▸ **練習課題**:
A - 抜粋のうち「記憶ユニット40には」で始まる段落を、主な事実を残したまま箇条書きに短くまとめること。
B - 抜粋の「なお、加速度センサには、1軸」から「するためのデータ通信を行う。」までのすべてを、「サービスサーバSV」を「集約サーバSV」に置き換えて書き直すこと。
╭─ 抜粋
なお、加速度センサには、1軸の加速度を計測するセンサと、3軸の加速度を計測するセンサとがある。1軸加速度センサを用いた場合には、計測された1軸の加速度値をそのままセンサデータとし、3軸の加速度センサを用いた場合には計測された3軸の加速度の絶対値をセンサデータとする。
【0016】
サービスサーバSVは、例えば通信事業者又はサービス提供事業者が運用するサーバコンピュータからなり、以下のように構成される。図2はその構成を示す機能ブロック図である。
すなわち、サービスサーバSVは、通信インタフェース10と、入出力インタフェース20と、制御ユニット30と、記憶ユニット40を備えている。通信インタフェース10は、制御ユニット30の制御の下で、通信ネットワークNWを介してユーザ端末MS1〜MSnとの間でセンサデータを収集するためのデータ通信を行う。
【0017】
入出力インタフェース20には、入力デバイス21及び表示デバイス22が接続されている。入出力インタフェース20は、入力デバイス21から操作データを取り込んで制御ユニット30へ出力すると共に、制御ユニット30から出力された表示データを表示デバイス22に表示させる。
【0018】
記憶ユニット40には、この発明を実施するために必要な記憶部として、センサデータ記憶部41と、代表文字列記憶部42が設けられている。センサデータ記憶部41は、制御ユニット30により携帯端末MS1〜MSnから収集されたセンサデータの集合を記憶するために用いられる。代表文字列記憶部42は、制御ユニット30によりセンサデータの集合から抽出された代表文字列のデータを記憶するために用いられる。
【0019】
図3は、センサデータ記憶部41に記憶されるセンサデータの集合の一例を示すものである。同図に示すように個々のセンサデータは、加速度値とその計測タイミングを示すタイムスタンプとから構成され、これらが計測期間を識別するためにユニークに定められたグループ識別情報(グループID)に関連付けられて記憶される。
【0020】
制御ユニット30は、中央処理ユニット(CPU;Central Processing Unit)を中核とするもので、この発明を実施するために必要な処理機能として、センサデータ受信記憶制御部31と、シンボル化処理部32と、代表文字列抽出部33と、検索データ設定部34と、類似度算出部35と、検索結果出力部36とを備えている。これらの処理機能はいずれもアプリケーション・プログラムを上記CPUに実行させることにより実現される。
【0021】
センサデータ受信記憶制御部31は、ユーザ端末MS1〜MSnに対しそれぞれ予め決められた一定の周期で通信インタフェースユニット10からデータ送信要求を送信する。そして、この送信要求に応答してユーザ端末MS1〜MSnから送信されるセンサデータの集合を通信インタフェースユニット10により受信し、この受信されたセンサデータを記憶ユニット40内のセンサデータ記憶部41に記憶させる処理を実行する。
╰─
╭─ データ
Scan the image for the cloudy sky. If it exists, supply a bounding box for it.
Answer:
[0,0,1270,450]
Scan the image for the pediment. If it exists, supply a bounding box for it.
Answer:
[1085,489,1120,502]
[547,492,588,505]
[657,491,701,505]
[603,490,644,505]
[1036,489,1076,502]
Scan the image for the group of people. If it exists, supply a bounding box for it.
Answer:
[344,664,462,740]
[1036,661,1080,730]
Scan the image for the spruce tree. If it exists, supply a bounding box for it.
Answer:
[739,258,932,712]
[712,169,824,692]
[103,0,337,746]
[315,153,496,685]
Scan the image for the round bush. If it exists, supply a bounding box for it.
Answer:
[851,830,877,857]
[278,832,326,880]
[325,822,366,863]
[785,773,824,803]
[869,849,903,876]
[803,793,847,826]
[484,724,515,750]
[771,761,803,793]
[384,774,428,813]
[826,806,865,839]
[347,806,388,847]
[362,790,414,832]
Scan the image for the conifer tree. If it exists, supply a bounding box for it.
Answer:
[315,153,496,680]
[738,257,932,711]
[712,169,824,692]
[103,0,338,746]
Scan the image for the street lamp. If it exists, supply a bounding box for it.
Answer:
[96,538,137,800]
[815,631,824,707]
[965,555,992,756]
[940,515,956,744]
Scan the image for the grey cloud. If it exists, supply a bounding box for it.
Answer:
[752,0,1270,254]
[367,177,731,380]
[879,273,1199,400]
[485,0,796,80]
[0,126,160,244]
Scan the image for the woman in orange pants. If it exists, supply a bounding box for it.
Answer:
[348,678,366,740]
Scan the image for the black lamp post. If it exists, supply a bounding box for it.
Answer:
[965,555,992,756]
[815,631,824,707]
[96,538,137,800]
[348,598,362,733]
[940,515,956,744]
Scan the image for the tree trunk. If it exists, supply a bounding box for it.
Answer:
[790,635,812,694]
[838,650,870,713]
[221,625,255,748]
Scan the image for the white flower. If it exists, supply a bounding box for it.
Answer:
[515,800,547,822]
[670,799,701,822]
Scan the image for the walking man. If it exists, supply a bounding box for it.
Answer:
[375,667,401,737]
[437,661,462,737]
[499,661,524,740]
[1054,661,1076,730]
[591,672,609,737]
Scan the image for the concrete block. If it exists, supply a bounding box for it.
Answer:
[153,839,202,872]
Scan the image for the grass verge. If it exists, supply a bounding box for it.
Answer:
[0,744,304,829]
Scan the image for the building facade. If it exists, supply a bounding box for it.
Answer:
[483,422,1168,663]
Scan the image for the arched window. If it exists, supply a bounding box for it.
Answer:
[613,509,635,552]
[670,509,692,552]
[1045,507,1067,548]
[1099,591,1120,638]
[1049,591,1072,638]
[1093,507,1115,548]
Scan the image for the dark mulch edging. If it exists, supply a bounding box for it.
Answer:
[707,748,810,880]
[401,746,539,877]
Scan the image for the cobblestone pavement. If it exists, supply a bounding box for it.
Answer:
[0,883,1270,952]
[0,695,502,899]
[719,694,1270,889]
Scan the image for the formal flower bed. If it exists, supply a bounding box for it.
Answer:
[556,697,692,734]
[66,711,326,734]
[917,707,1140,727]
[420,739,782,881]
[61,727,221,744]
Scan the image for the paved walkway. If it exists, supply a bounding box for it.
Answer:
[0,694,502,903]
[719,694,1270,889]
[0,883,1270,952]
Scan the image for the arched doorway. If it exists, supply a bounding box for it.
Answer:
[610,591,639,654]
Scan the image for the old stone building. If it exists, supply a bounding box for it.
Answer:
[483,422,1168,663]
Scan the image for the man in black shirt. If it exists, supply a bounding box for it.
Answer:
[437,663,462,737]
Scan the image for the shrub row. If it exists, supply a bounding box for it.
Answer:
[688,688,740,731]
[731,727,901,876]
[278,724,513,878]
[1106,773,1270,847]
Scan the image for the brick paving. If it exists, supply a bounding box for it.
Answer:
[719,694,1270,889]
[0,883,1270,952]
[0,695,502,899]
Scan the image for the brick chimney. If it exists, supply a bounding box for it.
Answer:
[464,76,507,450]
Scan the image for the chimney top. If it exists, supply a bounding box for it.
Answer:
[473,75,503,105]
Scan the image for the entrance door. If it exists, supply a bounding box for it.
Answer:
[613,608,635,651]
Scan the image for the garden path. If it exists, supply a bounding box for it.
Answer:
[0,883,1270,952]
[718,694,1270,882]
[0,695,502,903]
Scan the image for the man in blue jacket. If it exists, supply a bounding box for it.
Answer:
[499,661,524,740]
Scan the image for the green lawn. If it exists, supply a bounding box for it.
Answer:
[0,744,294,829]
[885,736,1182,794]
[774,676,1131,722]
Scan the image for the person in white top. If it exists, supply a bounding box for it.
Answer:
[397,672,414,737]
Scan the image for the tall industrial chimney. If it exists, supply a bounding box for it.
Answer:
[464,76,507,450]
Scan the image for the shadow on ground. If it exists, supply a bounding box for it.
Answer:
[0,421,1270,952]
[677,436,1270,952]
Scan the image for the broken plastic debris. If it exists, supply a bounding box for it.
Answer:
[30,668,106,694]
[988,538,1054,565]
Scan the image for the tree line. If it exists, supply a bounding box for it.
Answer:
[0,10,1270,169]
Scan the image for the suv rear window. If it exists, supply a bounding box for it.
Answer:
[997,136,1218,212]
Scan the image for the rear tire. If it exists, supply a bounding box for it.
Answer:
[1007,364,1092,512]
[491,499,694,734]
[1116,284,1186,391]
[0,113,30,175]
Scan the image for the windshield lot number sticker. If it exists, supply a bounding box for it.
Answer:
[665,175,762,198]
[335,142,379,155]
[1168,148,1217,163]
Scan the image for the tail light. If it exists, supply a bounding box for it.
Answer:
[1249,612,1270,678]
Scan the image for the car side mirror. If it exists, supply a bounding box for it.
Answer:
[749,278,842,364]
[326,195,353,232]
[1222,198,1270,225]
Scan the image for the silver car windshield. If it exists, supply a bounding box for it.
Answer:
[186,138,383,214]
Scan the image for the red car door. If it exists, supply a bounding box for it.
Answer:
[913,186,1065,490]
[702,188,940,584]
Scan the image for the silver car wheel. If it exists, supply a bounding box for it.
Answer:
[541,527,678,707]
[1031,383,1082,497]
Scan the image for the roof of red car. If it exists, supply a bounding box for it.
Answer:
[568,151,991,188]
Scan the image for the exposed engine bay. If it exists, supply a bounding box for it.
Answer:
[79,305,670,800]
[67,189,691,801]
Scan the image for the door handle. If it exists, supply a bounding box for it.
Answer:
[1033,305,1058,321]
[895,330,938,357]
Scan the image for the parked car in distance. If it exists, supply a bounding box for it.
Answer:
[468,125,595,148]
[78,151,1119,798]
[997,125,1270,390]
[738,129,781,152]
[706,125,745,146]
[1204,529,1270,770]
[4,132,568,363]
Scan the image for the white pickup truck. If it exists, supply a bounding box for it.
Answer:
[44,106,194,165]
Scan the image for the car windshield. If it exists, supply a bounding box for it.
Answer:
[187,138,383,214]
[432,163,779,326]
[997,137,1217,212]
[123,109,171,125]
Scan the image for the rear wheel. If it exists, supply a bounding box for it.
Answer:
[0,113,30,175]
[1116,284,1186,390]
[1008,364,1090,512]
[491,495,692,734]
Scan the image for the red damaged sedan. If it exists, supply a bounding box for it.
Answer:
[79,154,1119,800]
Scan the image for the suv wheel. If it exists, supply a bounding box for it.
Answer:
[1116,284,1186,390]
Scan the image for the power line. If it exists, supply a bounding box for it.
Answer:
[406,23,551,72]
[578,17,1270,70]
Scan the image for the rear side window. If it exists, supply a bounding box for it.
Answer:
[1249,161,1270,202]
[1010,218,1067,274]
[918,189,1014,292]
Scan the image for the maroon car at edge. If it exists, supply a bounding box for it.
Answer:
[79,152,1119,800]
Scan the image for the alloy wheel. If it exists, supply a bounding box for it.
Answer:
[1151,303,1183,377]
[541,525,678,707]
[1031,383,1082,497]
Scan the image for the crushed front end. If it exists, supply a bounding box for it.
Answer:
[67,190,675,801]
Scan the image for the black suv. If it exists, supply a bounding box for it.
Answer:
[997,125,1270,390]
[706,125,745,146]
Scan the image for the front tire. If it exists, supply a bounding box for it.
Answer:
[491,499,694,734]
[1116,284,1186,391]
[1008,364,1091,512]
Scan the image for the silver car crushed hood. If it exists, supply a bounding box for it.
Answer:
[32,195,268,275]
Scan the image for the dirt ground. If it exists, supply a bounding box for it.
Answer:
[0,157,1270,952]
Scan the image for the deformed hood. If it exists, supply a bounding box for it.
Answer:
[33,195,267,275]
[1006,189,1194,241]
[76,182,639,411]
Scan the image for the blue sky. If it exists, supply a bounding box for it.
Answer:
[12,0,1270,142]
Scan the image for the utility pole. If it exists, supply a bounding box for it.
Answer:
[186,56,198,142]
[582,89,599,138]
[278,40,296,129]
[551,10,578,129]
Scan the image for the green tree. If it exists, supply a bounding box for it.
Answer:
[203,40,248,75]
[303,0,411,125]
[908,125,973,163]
╰─
▸ **解答例**:
A -
- 記憶ユニット40には、センサデータ記憶部41と代表文字列記憶部42が設けられている。
- センサデータ記憶部41は、制御ユニット30が携帯端末MS1〜MSnから収集したセンサデータの集合を記憶する。
- 代表文字列記憶部42は、制御ユニット30がセンサデータの集合から抽出した代表文字列のデータを記憶する。

B -
なお、加速度センサには、1軸の加速度を計測するセンサと、3軸の加速度を計測するセンサとがある。1軸加速度センサを用いた場合には、計測された1軸の加速度値をそのままセンサデータとし、3軸の加速度センサを用いた場合には計測された3軸の加速度の絶対値をセンサデータとする。
【0016】
集約サーバSVは、例えば通信事業者又はサービス提供事業者が運用するサーバコンピュータからなり、以下のように構成される。図2はその構成を示す機能ブロック図である。
すなわち、集約サーバSVは、通信インタフェース10と、入出力インタフェース20と、制御ユニット30と、記憶ユニット40を備えている。通信インタフェース10は、制御ユニット30の制御の下で、通信ネットワークNWを介してユーザ端末MS1〜MSnとの間でセンサデータを収集するためのデータ通信を行う。